- _PROBLEM DETAILS_
Give the entries again exactly, without pictures.

- _LISTED ENTRIES_

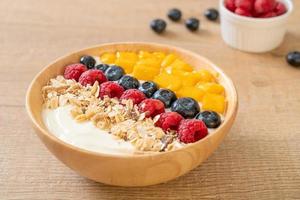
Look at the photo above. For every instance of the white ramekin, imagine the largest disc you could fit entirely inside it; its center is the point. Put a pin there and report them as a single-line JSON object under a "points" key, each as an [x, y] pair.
{"points": [[253, 34]]}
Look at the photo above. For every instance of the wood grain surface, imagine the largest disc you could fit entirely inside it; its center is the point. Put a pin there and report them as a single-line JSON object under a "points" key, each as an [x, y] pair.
{"points": [[259, 159]]}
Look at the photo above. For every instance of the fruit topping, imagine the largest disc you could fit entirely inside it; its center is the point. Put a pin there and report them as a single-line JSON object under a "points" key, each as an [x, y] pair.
{"points": [[74, 71], [111, 89], [166, 96], [191, 130], [210, 118], [89, 77], [151, 107], [187, 107], [134, 94]]}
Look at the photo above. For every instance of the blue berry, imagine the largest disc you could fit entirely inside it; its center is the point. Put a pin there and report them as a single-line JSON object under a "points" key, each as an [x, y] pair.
{"points": [[192, 24], [210, 118], [102, 67], [148, 88], [186, 106], [158, 25], [166, 96], [129, 82], [88, 61], [211, 14], [174, 14], [114, 73]]}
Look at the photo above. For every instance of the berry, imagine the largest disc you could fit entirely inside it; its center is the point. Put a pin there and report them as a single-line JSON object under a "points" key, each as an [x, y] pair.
{"points": [[102, 67], [148, 88], [166, 96], [169, 121], [151, 107], [211, 14], [186, 106], [74, 71], [192, 24], [135, 95], [114, 73], [293, 58], [129, 82], [111, 89], [88, 61], [264, 6], [158, 25], [89, 77], [191, 130], [210, 118], [174, 14]]}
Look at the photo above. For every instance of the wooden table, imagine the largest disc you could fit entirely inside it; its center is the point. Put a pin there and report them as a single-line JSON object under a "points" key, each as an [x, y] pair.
{"points": [[259, 159]]}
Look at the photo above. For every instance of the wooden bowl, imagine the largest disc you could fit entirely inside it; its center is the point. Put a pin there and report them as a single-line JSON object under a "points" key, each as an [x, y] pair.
{"points": [[129, 170]]}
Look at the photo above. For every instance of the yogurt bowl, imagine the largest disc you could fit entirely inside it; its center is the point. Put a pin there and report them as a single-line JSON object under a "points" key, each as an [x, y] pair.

- _RESULT OF THIS TASK_
Look at the photo above. For every instance of the white ramekin, imagine the largest disc you could fit entirely inside it; its center is the point. Put a pin there and report them as a single-line JSON object under a "points" key, each as an [x, y] pair.
{"points": [[253, 34]]}
Look at the photo above. For every instance of the wood grain surface, imagine the largest disc you could fit entirely inside it; its center is the point. Put a pin there and report them as a single-line JSON object under a "points" key, each as an [x, y] pair.
{"points": [[259, 159]]}
Look at the photo above. For every instance of the fruit topping, imagine the largest disc you could fit entirely inside it; its center is the point. Put a pin there and report them as a single-line JSON object under a "points" key, each as an [x, y] pair.
{"points": [[74, 71], [111, 89], [166, 96], [191, 130], [210, 118], [89, 77], [151, 107], [187, 107], [134, 94]]}
Look at the photo above. For every instance of the blue berry, imagine the largest disc you could fit entirely inside it; its center is the point. Put a pin there and report them as a single-line JSON object under a "points" key, each as an [x, y] pair.
{"points": [[192, 24], [210, 118], [102, 67], [148, 88], [186, 106], [158, 25], [166, 96], [129, 82], [88, 61], [211, 14], [174, 14], [114, 73]]}
Look at the photo above. For every instance of the berry, imagine the largest disc you could fit entirely inside it; its center is the point. Put a pin there and report them as a single-line JSON object under a "points" key, each as an [x, y] pair.
{"points": [[102, 67], [148, 88], [166, 96], [169, 121], [151, 107], [211, 14], [186, 106], [74, 71], [192, 24], [135, 95], [114, 73], [293, 58], [129, 82], [111, 89], [88, 61], [264, 6], [158, 25], [89, 77], [191, 130], [210, 118], [174, 14]]}
Look at the photo above. For every instance of the wooden table, imagine the largest disc you could fit entirely inside it; its center is the point. Put a pin there and report them as a single-line JSON object under a "points" key, each as an [x, y] pair.
{"points": [[259, 159]]}
Look at the photo above. For every instance of the wooden bowl, imagine the largest disc you could fit entirely inside it; its center is the point. Put a pin there and report them as a single-line JSON object under a "points" key, each as an [x, y] pair.
{"points": [[129, 170]]}
Look at the photo above. For every instance of the yogurt bowl, imagine the largest disc you could fit entirely inside it; its center is the point. Put a pin there and report them as a single-line JSON object under a "points" key, each as an [x, y] pair.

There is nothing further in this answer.